*** Dokumen Sumber ***

Penyidik Kejagung Dinilai Lakukan Abuse of Power..
Sumber :
  • Istimewa

Penyidik Kejagung Disebut Melakukan Abuse of Power, Ini Kasusnya

Kamis, 5 September 2024 - 21:48 WIB

Jakarta, tvOnenews.com - Penasihat Hukum CV. Venus Inti Perkasa (Thamron alias Aon Cs) Andy Inovi Nababan, SH menyatakan Penyidik Tindak Pidana Khusus Kejagung diduga telah melakukan perbuatan bertentangan dengan Undang-Undang dalam kasus Korupsi Tata Niaga Timah yang kerugiannya mencapai Rp300 Triliun. 

Pernyataan tersebut disampaikan Andy dalam Eksepsi (Nota Keberatan) di persidangan kasus Korupsi Tata Niaga Timah di Pengadilan Negeri (PN) Jakarta Pusat, Kamis (5/9/ 2024).

Dalam kesempatan itu, Andy juga memaparkan pengadilan tindak pidana korupsi tidak berwenang mengadili perkara a quo (kompetensi absolut) karena penuntut umum salah menerapkan undang-undang tindak pidana korupsi yang tidak relevan dengan perkara aquo.

“Undang-Undang Tindak Pidana Korupsi tidak relevan diterapkan dalam perkara a quo, karena status PT. Timah Tbk hanyalah anak perusahaan BUMN yang tidak ada kaitannya dengan keuangan / kekayaan Negara berdasarkan Peraturan Pemerintah Republik Indonesia Nomor 47 Tahun 2017 tentang Penambahan Penyertaan Modal Negara Republik Indonesia Ke Dalam Modal Saham Perusahaan Perseroan (Persero) PT Indonesia Asahan Aluminium, dan melihat jangka waktu kejadian perkara PT. Timah Tbk masih menjadi anak perusahaan PT. Inalum,” kata Andy Nababan dalam keterangannya, Kamis (5/9/2024). 


 
Dikatakan, Putusan Mahkamah Konstitusi Nomor: 01/PHPU-PRES/ XVII/2019, permodalan Anak Perusahaan BUMN tidak dari negara melainkan dari pemisahan kekayaan induk perusahaan, yaitu BUMN, menyebabkan anak perusahaan BUMN tak memiliki keterkaitan hubungan dengan negara. 

“Selain itu ada Surat Edaran Mahkamah Agung Republik Indonesia Nomor: 10 Tahun 2020 tentang Pemberlakukan Rumusan Hasil Rapat Pleno kamar Mahkamah Agung Tahun 2020 Sebagai Pedoman pelaksanaan Tugas Bagi Pengadilan tersebut perlu dikaitkan dengan Pasal 2A ayat (7) Peraturan Pemerintah Nomor 72 Tahun 2016 tentang Perubahan atas Peraturan Pemerintah Nomor 44 Tahun 2005 tentang Tata Cara Penyertaan dan Penatausahaan Modal Negara pada BUMN,” jelasnya.

***

→ **Soal Latihan A**
Salin persis bagian berita tentang kasus korupsi tata niaga timah yang dibuka dengan kata-kata berisi "Penyidik Kejagung Disebut" dan ditutup dengan "mencapai Rp300 Triliun.".
→ **Soal Latihan B**
Teruskan berita tentang kasus korupsi tata niaga timah itu, mulai setelah kalimat terakhir yang tersaji.

*** Data yang Diberikan ***

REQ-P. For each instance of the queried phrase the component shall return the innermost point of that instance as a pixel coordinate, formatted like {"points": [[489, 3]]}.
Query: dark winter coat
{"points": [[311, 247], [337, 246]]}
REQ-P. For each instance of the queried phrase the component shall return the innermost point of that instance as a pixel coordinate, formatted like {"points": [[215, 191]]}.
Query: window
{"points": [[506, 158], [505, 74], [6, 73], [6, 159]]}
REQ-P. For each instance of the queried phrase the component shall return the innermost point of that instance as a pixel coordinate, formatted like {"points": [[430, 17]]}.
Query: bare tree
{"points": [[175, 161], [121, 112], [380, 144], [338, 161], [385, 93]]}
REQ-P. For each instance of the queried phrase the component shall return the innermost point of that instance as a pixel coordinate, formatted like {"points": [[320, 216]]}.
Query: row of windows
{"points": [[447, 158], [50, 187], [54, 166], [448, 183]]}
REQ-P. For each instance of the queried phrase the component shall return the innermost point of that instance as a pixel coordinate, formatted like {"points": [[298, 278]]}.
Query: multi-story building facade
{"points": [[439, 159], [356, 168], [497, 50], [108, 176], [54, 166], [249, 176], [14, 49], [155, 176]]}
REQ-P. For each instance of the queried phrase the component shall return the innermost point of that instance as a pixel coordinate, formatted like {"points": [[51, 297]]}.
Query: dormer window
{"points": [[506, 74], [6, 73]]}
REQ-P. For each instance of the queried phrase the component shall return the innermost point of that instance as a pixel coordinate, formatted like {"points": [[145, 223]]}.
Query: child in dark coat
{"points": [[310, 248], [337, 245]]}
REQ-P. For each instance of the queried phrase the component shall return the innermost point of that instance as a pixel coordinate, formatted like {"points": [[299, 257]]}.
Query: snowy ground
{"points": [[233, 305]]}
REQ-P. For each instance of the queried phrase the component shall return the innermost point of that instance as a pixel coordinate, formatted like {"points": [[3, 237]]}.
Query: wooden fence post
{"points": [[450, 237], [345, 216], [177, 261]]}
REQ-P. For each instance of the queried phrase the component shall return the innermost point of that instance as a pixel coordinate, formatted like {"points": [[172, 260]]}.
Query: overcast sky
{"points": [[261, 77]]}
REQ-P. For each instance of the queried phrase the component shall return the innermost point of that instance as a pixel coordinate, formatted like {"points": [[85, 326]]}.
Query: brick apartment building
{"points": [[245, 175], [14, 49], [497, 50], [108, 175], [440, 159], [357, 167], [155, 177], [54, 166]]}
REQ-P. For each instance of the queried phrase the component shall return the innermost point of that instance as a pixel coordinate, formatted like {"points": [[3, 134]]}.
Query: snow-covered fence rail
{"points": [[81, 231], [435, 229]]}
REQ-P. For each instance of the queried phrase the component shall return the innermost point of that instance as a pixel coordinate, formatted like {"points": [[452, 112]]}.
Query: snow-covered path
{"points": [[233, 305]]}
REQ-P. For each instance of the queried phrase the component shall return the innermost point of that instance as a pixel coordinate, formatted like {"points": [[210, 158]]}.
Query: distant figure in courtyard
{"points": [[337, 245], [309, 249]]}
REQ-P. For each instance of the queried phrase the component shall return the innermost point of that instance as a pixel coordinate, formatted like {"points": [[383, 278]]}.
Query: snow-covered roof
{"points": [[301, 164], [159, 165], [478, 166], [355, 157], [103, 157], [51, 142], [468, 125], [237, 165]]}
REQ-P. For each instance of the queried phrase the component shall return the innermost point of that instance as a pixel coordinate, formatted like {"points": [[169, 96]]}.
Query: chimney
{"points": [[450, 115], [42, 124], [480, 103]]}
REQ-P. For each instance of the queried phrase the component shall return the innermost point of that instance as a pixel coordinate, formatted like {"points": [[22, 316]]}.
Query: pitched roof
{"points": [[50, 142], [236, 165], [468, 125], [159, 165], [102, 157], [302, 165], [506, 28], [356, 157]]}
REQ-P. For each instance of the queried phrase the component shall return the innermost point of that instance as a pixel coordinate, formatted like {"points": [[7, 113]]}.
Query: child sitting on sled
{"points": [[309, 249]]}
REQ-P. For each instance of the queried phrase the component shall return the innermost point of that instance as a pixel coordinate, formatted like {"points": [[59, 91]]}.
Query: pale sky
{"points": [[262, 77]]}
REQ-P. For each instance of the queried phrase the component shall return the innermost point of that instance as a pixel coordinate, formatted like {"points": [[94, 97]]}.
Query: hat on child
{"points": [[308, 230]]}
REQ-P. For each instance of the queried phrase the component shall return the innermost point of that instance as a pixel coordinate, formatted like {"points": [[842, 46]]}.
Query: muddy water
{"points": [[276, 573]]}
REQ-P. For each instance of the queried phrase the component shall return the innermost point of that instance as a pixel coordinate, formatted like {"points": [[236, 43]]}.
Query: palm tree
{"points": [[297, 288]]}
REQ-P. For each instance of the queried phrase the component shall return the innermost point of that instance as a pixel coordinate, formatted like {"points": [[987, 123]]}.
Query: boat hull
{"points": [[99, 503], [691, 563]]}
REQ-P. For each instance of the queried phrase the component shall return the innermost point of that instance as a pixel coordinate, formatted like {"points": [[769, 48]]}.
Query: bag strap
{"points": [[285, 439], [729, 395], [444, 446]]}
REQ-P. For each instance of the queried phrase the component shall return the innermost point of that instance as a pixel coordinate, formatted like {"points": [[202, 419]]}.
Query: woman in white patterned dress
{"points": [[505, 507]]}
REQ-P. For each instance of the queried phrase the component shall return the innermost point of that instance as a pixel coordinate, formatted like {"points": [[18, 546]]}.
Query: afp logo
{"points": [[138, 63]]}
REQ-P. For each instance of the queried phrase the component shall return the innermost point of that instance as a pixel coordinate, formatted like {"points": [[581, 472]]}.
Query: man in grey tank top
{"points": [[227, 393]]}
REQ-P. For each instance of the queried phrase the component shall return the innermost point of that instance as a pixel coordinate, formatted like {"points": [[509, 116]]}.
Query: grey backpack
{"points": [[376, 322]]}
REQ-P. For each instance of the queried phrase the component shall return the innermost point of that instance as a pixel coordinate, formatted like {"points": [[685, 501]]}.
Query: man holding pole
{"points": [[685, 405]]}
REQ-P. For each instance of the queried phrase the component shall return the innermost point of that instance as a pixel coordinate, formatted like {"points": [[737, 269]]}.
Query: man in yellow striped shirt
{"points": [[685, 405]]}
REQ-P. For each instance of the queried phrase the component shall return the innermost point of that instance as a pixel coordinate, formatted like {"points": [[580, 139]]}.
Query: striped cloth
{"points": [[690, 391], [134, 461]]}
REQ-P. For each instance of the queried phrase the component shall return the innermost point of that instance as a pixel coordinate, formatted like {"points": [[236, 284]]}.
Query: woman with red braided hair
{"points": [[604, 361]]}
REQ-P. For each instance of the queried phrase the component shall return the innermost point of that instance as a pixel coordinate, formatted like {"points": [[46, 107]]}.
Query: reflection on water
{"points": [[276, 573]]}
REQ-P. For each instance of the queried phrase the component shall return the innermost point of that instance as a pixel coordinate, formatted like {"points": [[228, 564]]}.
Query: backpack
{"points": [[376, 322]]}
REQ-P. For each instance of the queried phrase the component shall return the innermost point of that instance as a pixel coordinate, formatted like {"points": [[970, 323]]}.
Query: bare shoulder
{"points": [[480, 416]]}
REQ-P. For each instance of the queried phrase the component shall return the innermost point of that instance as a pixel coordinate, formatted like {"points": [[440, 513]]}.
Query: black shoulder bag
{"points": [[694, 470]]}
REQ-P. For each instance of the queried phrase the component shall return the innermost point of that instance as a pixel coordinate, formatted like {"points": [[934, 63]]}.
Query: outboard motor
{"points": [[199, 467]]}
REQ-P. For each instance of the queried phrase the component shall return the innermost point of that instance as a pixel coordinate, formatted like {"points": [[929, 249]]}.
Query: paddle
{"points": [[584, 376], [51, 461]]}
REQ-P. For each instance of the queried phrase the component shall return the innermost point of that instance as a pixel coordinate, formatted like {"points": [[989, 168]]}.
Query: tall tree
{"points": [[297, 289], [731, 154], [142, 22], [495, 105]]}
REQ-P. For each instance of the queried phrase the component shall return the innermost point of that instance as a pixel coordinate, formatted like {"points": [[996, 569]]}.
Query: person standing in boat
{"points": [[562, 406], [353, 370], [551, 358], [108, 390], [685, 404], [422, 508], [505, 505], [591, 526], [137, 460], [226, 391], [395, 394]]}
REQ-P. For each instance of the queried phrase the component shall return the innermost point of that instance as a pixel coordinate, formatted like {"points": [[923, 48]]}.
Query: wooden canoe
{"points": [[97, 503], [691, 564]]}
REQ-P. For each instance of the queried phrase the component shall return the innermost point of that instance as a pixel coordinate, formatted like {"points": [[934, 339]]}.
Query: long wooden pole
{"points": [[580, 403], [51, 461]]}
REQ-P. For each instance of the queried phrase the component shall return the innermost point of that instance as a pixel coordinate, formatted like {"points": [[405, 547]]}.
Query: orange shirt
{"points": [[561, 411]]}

***

→ **Jawaban Benar A**
Penyidik Kejagung Disebut Melakukan Abuse of Power, Ini Kasusnya

Kamis, 5 September 2024 - 21:48 WIB

Jakarta, tvOnenews.com - Penasihat Hukum CV. Venus Inti Perkasa (Thamron alias Aon Cs) Andy Inovi Nababan, SH menyatakan Penyidik Tindak Pidana Khusus Kejagung diduga telah melakukan perbuatan bertentangan dengan Undang-Undang dalam kasus Korupsi Tata Niaga Timah yang kerugiannya mencapai Rp300 Triliun.

→ **Jawaban Benar B**
Selain itu, Jebolan Universitas Padjajaran ini menilai, beberapa Putusan Pengadilan Tindak Pidana Korupsi yang relevan dengan kasus ini, menyebutkan anak Perusahaan BUMN tidak memiliki keterkaitan dengan hubungan dengan Negara.

“Berdasarkan fakta-fakta tersebut, maka perkara a quo seharusnya diselesaikan dengan Penyelesaian Sengketa Lingkungan Hidup atau Tindak Pidana Lingkungan Hidup dan Kerugian Lingkungan Hidup bukan merupakan kerugian Keuangan Negara dan penghitungan kerugian lingkungan hidup  yang dilakukan Penyidik Kejaksaaan Agung dalam perkara a quo bertentangan dengan Undang-Undang,” terang dia.

Andy juga mengungkapkan, surat dakwaan Jaksa Penuntut Umum (JPU) berdasarkan Berita Acara Pemeriksaan (BAP) yang ada sudah cacat hukum, sehingga surat dakwaan JPU batal demi hukum.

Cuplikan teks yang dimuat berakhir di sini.